- GIVEN PASSAGE -
==*==
They have been using the same rocket for like 30 years. I'm not sure they are organizationally equipped to innovate anymore. Similar to the standard NASA contractors, who are rearranging shuttle parts to make the SLS and costing and order of magnitude more than even SpaceX's outlandish experiments from scratch.
Also its entirely possible the cost of a Soyuz launch is cheaper than a Falcon9 despite re-use, due to it being used for so long and slightly smaller.
Well, previously commercial outfits were choosing SpaceX in large numbers. So if Soyuz is cheaper, why not Soyuz. Both these vehicles have government orders which are never going on a foreign platform, so there is no price cap for those, but if I'm a comms satellite outfit (and there isn't currently a war) surely I just pick whichever is cheapest?
Soyuz isn't really in the same class as F9; its GTO payload is something like 2.5t, where F9 is like 5.5t. (The equivalent launcher on the Russian side was Proton at 6+t. And indeed, it sold lots of commercial launches until eclipsed by F9/FH... and its own poor reliability.) So Soyuz wasn't really competitive for most commercial launch, which until recently was largely GEO comsats. It was well-suited for MEO and LEO, which (until recently) was mostly scientific and surveillance, which is mostly government customers. But it was also well placed for the new commercial LEO com constellations, until they decided to throw that away.
Yes, the decline russia will face is tragic, and for what? At best they will own some land that has had all the buildings and infrastructure ground to dust and citizens who have all been murdered. Russia is spending tremendous resources to destroy more resources, but physical and social. It is the stupidest thing I've seen in my life.
I don't think there was any scenario where the invasion was a benefit to Russia. But if it had gone the way most analysts had expected, with Kyiv falling after four days, it could have been a benefit to Vladimir Putin. With the invasion having gone horribly wrong it's clear to everyone that it's in Russia's best interest to withdraw immediately. But what's in Russia's best interest isn't necessarily in Putin's personal interest. So better to keep on killing Ukrainian men, women, children by the thousands to save his own skin.
Some call Putin a "genius". I'd call him something different.
He's also sending Russian soldiers into death. Mutiny is hard and complicated, and runs a huge risk for your life and life of your family, so even those convinced they are doing the wrong stuff will have a hard time stopping themselves.
Not to mention that reproduction rates both in Russia and in the Ukraine are below replacement levels, so they'll have more land for a shrinking population.
Wasn't that the case in Western countries as well 30 years ago? Basically, formerly communist countries are 20-30 years behind in the sociological development, even if they catch up economically in some aspects earlier (though those are closely intertwined, because they are still at "I can't reasonably provide for more than 1-2 children").
==*==
- ROWS -
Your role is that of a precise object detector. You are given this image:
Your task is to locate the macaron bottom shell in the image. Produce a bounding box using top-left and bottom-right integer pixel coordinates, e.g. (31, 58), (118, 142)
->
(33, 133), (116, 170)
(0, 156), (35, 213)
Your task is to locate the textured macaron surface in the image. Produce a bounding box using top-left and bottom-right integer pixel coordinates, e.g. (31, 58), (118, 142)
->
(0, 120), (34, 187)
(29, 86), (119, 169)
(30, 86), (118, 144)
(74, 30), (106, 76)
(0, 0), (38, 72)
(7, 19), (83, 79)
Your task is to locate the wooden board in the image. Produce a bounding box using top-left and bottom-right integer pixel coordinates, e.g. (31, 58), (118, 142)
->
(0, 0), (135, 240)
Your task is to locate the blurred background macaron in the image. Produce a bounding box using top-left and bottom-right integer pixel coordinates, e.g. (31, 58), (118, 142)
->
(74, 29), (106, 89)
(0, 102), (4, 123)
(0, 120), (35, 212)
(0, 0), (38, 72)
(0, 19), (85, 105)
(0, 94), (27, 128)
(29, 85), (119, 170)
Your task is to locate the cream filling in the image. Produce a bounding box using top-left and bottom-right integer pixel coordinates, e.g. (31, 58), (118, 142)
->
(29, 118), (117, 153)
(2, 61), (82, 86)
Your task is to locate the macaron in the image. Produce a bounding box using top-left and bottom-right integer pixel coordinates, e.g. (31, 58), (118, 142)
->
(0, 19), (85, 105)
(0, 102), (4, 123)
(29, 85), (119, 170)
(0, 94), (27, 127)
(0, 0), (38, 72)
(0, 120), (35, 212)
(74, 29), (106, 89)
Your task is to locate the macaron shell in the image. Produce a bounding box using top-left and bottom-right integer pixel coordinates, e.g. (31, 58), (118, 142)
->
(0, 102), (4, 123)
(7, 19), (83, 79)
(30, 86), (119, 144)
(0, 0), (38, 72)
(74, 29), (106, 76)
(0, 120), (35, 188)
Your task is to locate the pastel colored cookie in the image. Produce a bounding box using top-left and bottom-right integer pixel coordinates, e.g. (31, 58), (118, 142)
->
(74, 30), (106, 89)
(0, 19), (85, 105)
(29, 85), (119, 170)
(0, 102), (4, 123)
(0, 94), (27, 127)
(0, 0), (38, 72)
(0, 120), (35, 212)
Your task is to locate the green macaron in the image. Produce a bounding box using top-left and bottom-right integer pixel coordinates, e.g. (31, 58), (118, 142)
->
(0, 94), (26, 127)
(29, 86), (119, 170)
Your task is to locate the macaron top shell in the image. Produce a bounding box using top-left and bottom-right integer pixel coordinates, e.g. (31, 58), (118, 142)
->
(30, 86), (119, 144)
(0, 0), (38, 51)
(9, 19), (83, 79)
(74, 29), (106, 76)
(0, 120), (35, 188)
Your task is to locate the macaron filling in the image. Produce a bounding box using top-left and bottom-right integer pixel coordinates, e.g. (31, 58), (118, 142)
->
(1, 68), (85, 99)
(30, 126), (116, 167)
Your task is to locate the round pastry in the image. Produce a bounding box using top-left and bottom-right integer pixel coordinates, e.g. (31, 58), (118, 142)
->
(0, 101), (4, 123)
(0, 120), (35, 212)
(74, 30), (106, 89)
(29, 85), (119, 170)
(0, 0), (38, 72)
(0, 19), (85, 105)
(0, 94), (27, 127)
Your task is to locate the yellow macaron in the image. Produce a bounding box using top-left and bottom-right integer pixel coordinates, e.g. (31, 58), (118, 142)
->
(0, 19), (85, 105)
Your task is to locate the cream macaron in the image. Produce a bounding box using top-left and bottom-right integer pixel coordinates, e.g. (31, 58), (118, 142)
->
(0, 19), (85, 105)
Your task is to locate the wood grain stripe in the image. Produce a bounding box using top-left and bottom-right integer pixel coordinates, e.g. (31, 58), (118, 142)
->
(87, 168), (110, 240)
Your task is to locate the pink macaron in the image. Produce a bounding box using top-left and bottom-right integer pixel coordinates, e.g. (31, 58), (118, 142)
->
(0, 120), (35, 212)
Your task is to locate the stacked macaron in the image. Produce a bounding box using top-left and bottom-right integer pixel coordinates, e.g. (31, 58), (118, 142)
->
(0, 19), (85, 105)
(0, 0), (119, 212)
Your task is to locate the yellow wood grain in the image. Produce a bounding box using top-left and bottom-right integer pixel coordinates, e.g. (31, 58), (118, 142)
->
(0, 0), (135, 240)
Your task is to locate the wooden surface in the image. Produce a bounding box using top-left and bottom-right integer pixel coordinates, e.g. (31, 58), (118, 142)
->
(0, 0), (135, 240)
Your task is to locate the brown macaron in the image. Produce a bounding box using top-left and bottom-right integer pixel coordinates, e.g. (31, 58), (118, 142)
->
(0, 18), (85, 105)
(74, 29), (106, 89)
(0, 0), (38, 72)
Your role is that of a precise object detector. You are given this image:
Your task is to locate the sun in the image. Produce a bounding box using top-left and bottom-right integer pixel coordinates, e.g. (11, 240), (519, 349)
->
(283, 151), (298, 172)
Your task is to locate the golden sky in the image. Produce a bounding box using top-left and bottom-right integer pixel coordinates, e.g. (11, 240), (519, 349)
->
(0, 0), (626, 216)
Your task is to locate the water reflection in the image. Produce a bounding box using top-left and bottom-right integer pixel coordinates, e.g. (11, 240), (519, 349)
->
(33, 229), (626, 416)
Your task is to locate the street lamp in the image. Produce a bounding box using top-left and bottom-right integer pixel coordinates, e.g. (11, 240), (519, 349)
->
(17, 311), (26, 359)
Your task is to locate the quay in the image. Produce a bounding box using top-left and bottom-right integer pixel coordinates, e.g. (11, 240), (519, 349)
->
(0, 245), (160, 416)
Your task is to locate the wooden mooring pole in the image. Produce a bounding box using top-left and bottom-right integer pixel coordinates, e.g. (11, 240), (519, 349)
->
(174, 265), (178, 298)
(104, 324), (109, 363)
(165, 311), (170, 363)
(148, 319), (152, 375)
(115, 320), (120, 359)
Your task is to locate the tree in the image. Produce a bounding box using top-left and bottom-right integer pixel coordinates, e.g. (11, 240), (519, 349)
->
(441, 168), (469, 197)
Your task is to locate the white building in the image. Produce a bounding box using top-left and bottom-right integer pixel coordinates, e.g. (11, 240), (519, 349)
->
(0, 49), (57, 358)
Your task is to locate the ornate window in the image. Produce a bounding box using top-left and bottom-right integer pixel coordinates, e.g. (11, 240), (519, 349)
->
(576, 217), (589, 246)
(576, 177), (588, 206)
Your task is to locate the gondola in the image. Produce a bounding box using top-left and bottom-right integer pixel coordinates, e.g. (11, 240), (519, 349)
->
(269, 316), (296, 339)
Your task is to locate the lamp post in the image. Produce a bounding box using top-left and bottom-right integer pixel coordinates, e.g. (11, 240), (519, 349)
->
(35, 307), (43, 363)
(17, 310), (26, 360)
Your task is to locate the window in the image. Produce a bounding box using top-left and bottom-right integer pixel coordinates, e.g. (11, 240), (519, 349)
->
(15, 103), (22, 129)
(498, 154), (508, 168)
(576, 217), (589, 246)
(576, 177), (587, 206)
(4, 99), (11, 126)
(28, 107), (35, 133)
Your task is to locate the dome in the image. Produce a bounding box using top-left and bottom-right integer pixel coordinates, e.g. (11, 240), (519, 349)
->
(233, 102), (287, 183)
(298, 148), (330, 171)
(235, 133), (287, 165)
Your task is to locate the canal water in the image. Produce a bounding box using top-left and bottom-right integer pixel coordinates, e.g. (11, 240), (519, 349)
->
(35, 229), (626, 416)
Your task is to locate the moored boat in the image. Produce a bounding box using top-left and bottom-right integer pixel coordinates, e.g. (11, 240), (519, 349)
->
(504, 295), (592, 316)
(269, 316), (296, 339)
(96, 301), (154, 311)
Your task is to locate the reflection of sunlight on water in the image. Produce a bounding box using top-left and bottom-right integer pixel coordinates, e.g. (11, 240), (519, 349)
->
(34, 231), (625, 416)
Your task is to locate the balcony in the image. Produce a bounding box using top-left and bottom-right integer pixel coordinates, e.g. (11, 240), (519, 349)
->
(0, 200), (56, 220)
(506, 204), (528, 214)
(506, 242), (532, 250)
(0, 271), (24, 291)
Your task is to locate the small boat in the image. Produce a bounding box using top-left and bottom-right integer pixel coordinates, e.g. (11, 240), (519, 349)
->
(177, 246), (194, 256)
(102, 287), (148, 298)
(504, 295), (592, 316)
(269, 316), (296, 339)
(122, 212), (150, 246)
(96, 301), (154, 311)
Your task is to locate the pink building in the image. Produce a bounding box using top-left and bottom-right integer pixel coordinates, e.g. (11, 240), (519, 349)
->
==*==
- JOBS -
A. According to the comment thread about Soyuz and Russia, roughly what GTO payload can Soyuz carry?
B. Write the next comment in the comment thread about Soyuz and Russia, following on from its last sentence.
The lines have nothing to do with the comment thread about Soyuz and Russia.

- THE RESULTS -
A. Something like 2.5t.

B.
Before I begin to offer a different view, please allow me to say that I in no way condone what is happening.
So why is Putin invading Ukraine now? There are several logical reasons if you understand Russian history, geography, psychology and demography.
In terms of history, in the past 500 years, Russia has been invaded several times from the west. Specifically, Moscow has been attacked and conquered six times in its history by foreign armies, and usually via the same routes. This is also where geography plays an important role in understanding the Russian invasion.
In terms of geography, the Carpathian Mountains are a natural land defence between the Baltic Sea, and the Black Sea. Indeed, in the days of the USSR, under the Warsaw Pact, the Russians could project military power in the land gaps either side of the Carpathian Mountains on Baltic and Black Seas. This is where NATO expansion has worried the Russians because, post the USSR, I speculate they feel Moscow is exposed, and is being encircled by NATO.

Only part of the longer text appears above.